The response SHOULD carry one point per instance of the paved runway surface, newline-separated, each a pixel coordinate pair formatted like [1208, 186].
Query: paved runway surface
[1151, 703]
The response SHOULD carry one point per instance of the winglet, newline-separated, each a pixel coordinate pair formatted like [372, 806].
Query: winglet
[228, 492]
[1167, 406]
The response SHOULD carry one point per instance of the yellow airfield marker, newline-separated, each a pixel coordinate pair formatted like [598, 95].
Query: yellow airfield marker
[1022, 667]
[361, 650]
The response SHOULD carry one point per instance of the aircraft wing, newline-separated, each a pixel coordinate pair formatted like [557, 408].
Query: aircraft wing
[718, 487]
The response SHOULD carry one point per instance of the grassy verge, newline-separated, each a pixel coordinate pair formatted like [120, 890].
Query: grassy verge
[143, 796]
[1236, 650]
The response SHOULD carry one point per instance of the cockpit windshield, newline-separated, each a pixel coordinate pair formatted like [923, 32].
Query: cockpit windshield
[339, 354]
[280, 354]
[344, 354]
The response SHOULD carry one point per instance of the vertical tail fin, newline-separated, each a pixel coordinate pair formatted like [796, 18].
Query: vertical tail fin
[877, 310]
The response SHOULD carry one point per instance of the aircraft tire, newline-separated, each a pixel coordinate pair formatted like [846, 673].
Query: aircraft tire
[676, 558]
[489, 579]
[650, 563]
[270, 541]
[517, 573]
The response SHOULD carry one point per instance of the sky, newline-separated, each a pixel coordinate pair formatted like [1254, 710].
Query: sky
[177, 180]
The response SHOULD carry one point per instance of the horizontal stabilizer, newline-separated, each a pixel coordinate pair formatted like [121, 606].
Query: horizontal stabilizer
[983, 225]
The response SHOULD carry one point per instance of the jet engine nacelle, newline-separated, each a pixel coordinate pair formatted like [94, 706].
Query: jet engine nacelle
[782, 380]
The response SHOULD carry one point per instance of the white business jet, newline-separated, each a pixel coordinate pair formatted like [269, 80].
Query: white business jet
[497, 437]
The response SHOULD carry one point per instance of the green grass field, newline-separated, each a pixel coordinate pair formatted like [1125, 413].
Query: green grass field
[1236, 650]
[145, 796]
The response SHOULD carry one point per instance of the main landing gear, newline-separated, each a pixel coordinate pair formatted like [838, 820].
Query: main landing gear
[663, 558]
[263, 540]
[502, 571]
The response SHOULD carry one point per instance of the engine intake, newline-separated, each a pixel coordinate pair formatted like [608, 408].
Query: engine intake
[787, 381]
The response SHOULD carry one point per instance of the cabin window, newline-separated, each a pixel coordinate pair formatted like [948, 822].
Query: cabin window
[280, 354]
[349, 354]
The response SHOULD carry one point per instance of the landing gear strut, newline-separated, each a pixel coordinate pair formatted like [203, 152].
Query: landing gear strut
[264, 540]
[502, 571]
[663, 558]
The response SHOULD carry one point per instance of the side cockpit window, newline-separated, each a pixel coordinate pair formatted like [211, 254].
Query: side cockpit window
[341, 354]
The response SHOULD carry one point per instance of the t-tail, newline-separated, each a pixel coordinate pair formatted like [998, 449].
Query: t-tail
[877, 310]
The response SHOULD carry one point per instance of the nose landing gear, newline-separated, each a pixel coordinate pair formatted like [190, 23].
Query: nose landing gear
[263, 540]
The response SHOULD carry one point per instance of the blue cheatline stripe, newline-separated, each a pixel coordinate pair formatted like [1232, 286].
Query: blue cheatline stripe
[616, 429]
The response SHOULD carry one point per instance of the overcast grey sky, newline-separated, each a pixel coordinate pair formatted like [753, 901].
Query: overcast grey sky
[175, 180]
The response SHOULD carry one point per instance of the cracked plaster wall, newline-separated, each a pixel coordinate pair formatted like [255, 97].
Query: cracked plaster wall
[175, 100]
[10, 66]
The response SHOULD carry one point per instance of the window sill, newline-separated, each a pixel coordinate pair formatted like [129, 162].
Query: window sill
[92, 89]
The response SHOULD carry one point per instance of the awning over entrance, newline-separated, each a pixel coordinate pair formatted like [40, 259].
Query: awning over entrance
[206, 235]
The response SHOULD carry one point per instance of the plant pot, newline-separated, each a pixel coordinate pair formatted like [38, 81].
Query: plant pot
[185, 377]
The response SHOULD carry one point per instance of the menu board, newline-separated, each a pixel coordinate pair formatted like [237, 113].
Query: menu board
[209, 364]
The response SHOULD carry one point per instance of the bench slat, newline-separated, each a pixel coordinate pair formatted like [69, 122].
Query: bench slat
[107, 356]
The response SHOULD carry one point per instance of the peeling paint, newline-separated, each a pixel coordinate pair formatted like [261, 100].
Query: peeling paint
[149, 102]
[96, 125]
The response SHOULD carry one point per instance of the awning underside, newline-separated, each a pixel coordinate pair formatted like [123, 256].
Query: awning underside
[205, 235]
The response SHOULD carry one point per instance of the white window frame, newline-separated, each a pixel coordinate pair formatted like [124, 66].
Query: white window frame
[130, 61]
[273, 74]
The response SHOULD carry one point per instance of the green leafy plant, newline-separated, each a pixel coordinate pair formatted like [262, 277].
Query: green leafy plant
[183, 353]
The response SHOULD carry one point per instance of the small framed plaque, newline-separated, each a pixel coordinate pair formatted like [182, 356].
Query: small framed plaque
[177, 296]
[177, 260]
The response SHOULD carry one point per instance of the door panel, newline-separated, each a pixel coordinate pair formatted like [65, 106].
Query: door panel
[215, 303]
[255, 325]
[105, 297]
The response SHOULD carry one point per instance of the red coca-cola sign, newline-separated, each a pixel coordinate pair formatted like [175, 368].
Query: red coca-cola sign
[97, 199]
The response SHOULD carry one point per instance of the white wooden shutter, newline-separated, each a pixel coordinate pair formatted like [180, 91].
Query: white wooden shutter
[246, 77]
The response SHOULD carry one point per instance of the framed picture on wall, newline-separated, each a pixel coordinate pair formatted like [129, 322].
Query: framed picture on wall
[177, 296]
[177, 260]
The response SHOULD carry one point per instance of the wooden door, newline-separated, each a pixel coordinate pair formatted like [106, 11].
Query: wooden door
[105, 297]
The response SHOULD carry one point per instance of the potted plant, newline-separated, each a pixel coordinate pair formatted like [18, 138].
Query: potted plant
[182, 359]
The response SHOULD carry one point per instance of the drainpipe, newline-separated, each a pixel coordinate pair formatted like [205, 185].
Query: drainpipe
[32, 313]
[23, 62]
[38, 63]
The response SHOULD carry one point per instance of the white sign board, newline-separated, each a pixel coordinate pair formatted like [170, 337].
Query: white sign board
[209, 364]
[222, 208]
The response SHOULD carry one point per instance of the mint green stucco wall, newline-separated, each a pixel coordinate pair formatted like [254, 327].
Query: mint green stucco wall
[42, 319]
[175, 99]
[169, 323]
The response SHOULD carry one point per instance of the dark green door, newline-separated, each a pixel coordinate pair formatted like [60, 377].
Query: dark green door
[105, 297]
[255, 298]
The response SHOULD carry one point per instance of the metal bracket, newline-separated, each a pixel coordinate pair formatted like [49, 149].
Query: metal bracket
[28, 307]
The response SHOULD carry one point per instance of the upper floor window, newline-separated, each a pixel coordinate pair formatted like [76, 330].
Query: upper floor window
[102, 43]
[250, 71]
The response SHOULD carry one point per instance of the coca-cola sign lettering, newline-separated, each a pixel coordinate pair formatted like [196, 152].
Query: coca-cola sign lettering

------------------------------

* [WRITTEN PROBLEM]: Copy out all of the data above word for word, with nothing added or left out.

* [OUTPUT FOR THIS EXERCISE]:
The response SHOULD carry one point per instance of the paved runway surface, newline-separated, each a pixel coordinate pair formatted like [1208, 186].
Query: paved runway surface
[1151, 703]
The response SHOULD carry one point per instance of the winglet, newline-separated, each a pixel coordinate pair formatted like [372, 806].
Query: winglet
[228, 492]
[1167, 406]
The response SHOULD carry one point per instance of the yellow airfield marker, newline-separated, each a pixel coordinate pair formatted like [598, 95].
Query: yellow airfield marker
[1022, 667]
[361, 650]
The response SHOULD carry one point per instance of the aircraft wing, newline-separated, each a pixel coordinate pair formatted like [557, 408].
Query: aircraft wing
[718, 487]
The response SHOULD carry one point per instance of the grassy verge, newline-separated, each a pixel coordinate pair formatted like [120, 890].
Query: grassy verge
[143, 796]
[1236, 650]
The response SHOULD carry one point per instance of the cockpit windshield, newline-separated, each a pixel coordinate pair formatted like [923, 32].
Query: cockpit windshield
[339, 354]
[280, 354]
[344, 354]
The response SHOULD carry one point per instance of the vertical tail fin, newline-separated, each a pixel coordinate pair formatted like [796, 18].
Query: vertical tail fin
[877, 310]
The response SHOULD carry one point per instance of the aircraft tire, newline-separated, each a pixel coordinate pair formatted like [846, 673].
Query: aircraft tire
[676, 558]
[489, 579]
[650, 563]
[270, 541]
[517, 573]
The response SHOULD carry one point per instance of the sky, newline-separated, each a pixel coordinate pair formatted like [1254, 710].
Query: sky
[177, 180]
The response SHOULD carry one point per instance of the horizontal stabilizer, newline-separated, each a pixel coordinate pair formatted like [121, 606].
Query: horizontal stabilizer
[983, 225]
The response SHOULD carry one point per instance of the jet engine nacelle, newline-separated, each a pixel coordinate pair formatted like [94, 706].
Query: jet engine nacelle
[782, 380]
The response SHOULD carry one point per instance of the white business jet, newline-separated, each a pixel coordinate pair formatted like [269, 80].
Query: white business jet
[497, 437]
The response SHOULD carry one point per instance of the green grass field, newline-separated, each a pixel coordinate pair formatted like [1125, 413].
Query: green grass field
[1236, 650]
[145, 796]
The response SHOULD carry one point per instance of the main landing gear, newline-separated, each a pixel coordinate pair formatted like [838, 820].
Query: main landing gear
[663, 558]
[263, 540]
[502, 571]
The response SHOULD carry one point per instance of the engine intake, newline-separated, each a pixel coordinate pair formatted like [608, 408].
Query: engine intake
[787, 381]
The response SHOULD carry one point per instance of the cabin window, newline-separated, each a pixel coordinate pair formatted like [948, 822].
Query: cabin window
[280, 354]
[349, 354]
The response SHOULD carry one point per instance of the landing gear strut, newline-separated, each a pixel coordinate pair formatted like [203, 152].
Query: landing gear strut
[264, 540]
[502, 571]
[663, 558]
The response SHOULD carry one point per instance of the side cockpit window, newline-separated, each a pixel coordinate pair formatted like [211, 254].
Query: side cockpit window
[341, 354]
The response SHOULD carry one point per instance of the t-tail, newline-separated, each a pixel coordinate pair formatted like [998, 449].
Query: t-tail
[877, 310]
The response SHOULD carry one point per instance of the nose landing gear, newline-separated, each a pixel coordinate pair formatted like [190, 23].
Query: nose landing gear
[263, 540]
The response SHOULD carry one point per instance of the blue cheatline stripe, newline-separated, each a pixel coordinate pair formatted like [1232, 286].
Query: blue cheatline stripe
[616, 429]
The response SHOULD carry one point per instance of the overcast grey sky, newline-separated, each a pixel coordinate pair formatted like [753, 901].
Query: overcast grey sky
[175, 180]
The response SHOULD carry one point per instance of the cracked plaster wall, newline-separated, each a pixel coordinate pair formatted like [255, 97].
Query: cracked plaster wall
[175, 100]
[10, 66]
The response SHOULD carry one point per instance of the window sill, newline-separated, each a pixel coordinate pair formatted like [129, 162].
Query: window sill
[92, 89]
The response SHOULD carry one point per instance of the awning over entrance, newline-separated, each a pixel coordinate pair formatted like [40, 259].
Query: awning over entrance
[206, 235]
The response SHOULD carry one point per instance of the plant pot, newline-separated, each a pixel coordinate pair formatted like [38, 81].
Query: plant pot
[185, 377]
The response SHOULD carry one point per instance of the menu board, newline-separated, each a pixel coordinate pair formatted like [237, 113].
Query: menu board
[209, 364]
The response SHOULD carry one point per instance of the bench slat, newline-separated, each a pixel coordinate pair formatted like [69, 122].
Query: bench slat
[107, 356]
The response SHOULD carry one point per instance of the peeling paint, newline-separated, each a pixel coordinate pair formatted like [261, 100].
Query: peeling paint
[149, 102]
[96, 125]
The response SHOULD carry one point per instance of the awning underside, newline-separated, each a pixel coordinate pair formatted like [123, 256].
Query: awning underside
[205, 235]
The response SHOULD carry one point per instance of the white window frame, newline-separated, each a pixel coordinate pair formatted like [124, 66].
Query: white window frame
[130, 61]
[273, 74]
The response SHOULD carry one point per instance of the green leafy plant, newline-separated, each a pixel coordinate pair formatted like [262, 277].
Query: green leafy plant
[183, 353]
The response SHOULD carry one point per instance of the small framed plaque, newline-separated, each a pixel coordinate pair formatted like [182, 356].
Query: small framed plaque
[177, 296]
[177, 260]
The response SHOULD carry one point per instance of the door panel, newline-separated, each a pixel coordinate pair formatted like [65, 106].
Query: door panel
[215, 303]
[255, 325]
[105, 297]
The response SHOULD carry one point per instance of the red coca-cola sign, newline-separated, each a pixel coordinate pair formatted like [175, 368].
Query: red coca-cola sign
[97, 199]
The response SHOULD carry one point per instance of the white wooden shutter, newline-separated, each a pixel coordinate pair formatted like [180, 91].
Query: white wooden shutter
[246, 77]
The response SHOULD carry one point per instance of the framed picture on wall, newline-separated, each a pixel coordinate pair formatted like [129, 322].
Query: framed picture on wall
[177, 296]
[177, 260]
The response SHOULD carry one point per instance of the wooden door, newline-separated, each a pixel coordinate pair formatted like [106, 11].
Query: wooden door
[105, 297]
The response SHOULD carry one point per instance of the potted plant, newline-separated, each a pixel coordinate pair formatted like [18, 138].
Query: potted plant
[182, 359]
The response SHOULD carry one point per instance of the drainpipe, newline-separated, each a pixel coordinate pair formatted like [205, 185].
Query: drainpipe
[32, 313]
[23, 62]
[38, 63]
The response SHOULD carry one point per instance of the white sign board, newline-separated, each a pixel coordinate pair formatted like [170, 337].
Query: white sign board
[209, 364]
[222, 208]
The response SHOULD carry one point per instance of the mint green stucco wall, newline-separated, each a pixel coordinate pair formatted like [254, 327].
Query: mint green stucco wall
[42, 319]
[175, 99]
[169, 323]
The response SHOULD carry one point per instance of the dark green door, newline-separated, each a pixel coordinate pair formatted like [60, 377].
Query: dark green door
[105, 297]
[255, 298]
The response SHOULD carry one point per instance of the metal bracket, newline-separated, each a pixel coordinate pair formatted like [49, 149].
Query: metal bracket
[28, 307]
The response SHOULD carry one point per instance of the upper floor window, newline-separated, each a pixel coordinate pair formatted like [76, 330].
Query: upper floor window
[102, 43]
[250, 71]
The response SHOULD carry one point per instance of the coca-cola sign lettering, newline-separated, each a pixel coordinate pair formatted like [196, 152].
Query: coca-cola sign lettering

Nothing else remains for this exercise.